== TEXT PROVIDED ==

After the battle at Kappel am Albis, Oecolampadius recommended him to his friend Martin Bucer who accepted him as his assistant (diaconus) in Strasbourg at St. Thomas. When Bucer was on his frequent travels, Hubert stepped in for him. Hubert worked for Bucer dutifully for 18 years. It was part of his job to make Bucer's ideas and concepts readable, because Bucer's handwriting was difficult to read. When Bucer left his post in 1549 and fled to England, Johann Marbach introduced Lutheranism. Hubert did not agree, he was expelled from the "Kirchenkonvent" in 1562 and was dismissed from St. Thomas in 1563. After that he worked as a free-lance preacher.

After Bucer's death in 1551, Hubert planned to publish Bucer's works which were extant in prints and manuscripts. He faced opposition and withdrew from church life more and more. In 1556 he seemed close to publishing the works with the help of Johannes Sturm at Oporinus in Basel. However, only the first volume was published, titled "Martini Buceri scripta Anglicana fere omnia" in 1577. Hubert edited the Strasbourg hymnals of 1560 and 1572. He died in Strasbourg.

===

> _REQUIRED WORK_:
[a] List every geographic place name (town, region, or country) that appears in the passage about Hubert.
[b] Revise the passage about Hubert between "After the battle" and "a free-lance preacher.", inclusive, and replace "assistant" with "helper".
[c] Extend the account of Hubert's life and work, starting after its final sentence.

== INFORMATION SHOWN ==

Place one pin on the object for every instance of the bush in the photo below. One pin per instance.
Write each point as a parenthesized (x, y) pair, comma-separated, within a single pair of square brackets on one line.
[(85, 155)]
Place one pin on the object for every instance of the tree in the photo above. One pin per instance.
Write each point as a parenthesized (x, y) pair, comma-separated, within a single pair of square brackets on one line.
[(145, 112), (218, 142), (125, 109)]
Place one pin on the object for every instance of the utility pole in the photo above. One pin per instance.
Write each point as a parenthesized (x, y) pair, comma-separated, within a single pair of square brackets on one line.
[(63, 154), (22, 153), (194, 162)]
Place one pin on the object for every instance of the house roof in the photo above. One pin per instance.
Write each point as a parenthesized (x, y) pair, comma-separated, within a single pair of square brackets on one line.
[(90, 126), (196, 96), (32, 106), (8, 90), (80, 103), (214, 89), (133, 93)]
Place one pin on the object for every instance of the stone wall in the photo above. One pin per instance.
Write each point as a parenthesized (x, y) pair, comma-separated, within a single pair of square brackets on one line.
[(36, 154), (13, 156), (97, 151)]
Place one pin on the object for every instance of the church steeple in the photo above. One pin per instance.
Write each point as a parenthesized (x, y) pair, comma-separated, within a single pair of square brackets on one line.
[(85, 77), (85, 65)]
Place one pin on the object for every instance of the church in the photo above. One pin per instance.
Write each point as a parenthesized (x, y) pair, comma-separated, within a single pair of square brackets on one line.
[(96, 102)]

===
== INFORMATION SHOWN ==

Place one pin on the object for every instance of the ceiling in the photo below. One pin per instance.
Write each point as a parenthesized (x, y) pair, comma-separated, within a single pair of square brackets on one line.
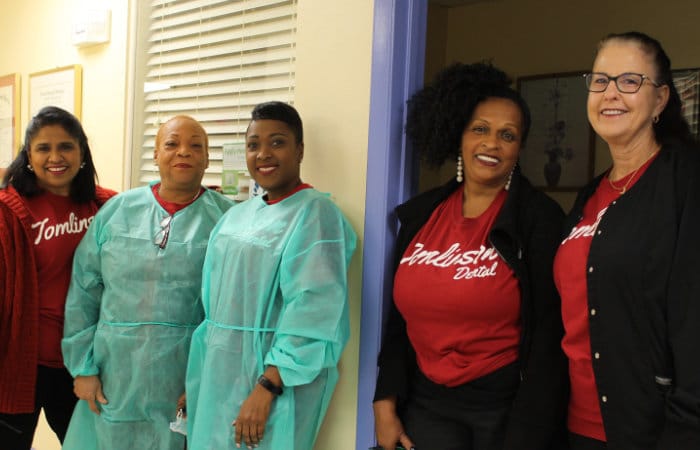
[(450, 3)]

===
== INFORMATION SHOWN ==

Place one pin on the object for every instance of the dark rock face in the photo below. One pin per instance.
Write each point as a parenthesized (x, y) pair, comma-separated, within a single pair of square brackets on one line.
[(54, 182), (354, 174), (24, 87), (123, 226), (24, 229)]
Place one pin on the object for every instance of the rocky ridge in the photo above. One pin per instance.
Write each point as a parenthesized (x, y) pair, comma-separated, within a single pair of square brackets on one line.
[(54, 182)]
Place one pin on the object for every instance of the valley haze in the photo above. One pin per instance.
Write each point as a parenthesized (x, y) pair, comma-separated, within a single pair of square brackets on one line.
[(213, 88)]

===

> _ANSWER SECTION_:
[a] Kappel am Albis, Strasbourg, England, Basel

[b]
After the battle at Kappel am Albis, Oecolampadius recommended him to his friend Martin Bucer who accepted him as his helper (diaconus) in Strasbourg at St. Thomas. When Bucer was on his frequent travels, Hubert stepped in for him. Hubert worked for Bucer dutifully for 18 years. It was part of his job to make Bucer's ideas and concepts readable, because Bucer's handwriting was difficult to read. When Bucer left his post in 1549 and fled to England, Johann Marbach introduced Lutheranism. Hubert did not agree, he was expelled from the "Kirchenkonvent" in 1562 and was dismissed from St. Thomas in 1563. After that he worked as a free-lance preacher.

[c]
Hubert was in contact with reformers across the continent and in England. He received letters from Henry Bullinger and Rudolph Gwalther the Elder, among others. Some of the letters he received from English reformers, which illuminate the relationships he fostered with other young protestants, have been translated in Rev. Hastings Robinson's Original Letters Relative to the English Reformation.

==Hymns==
He is remembered for his hymns. He wrote the hymn "Allein zu dir, Herr Jesu Christ", published in 1540, used by Johann Sebastian Bach as the base for his chorale cantata Allein zu dir, Herr Jesu Christ, BWV 33, in 1724. Hubert's hymn "O Gott, du höchster Gnadenhort" is part of the hymnal of the Evangelical Church in Germany (EG 194).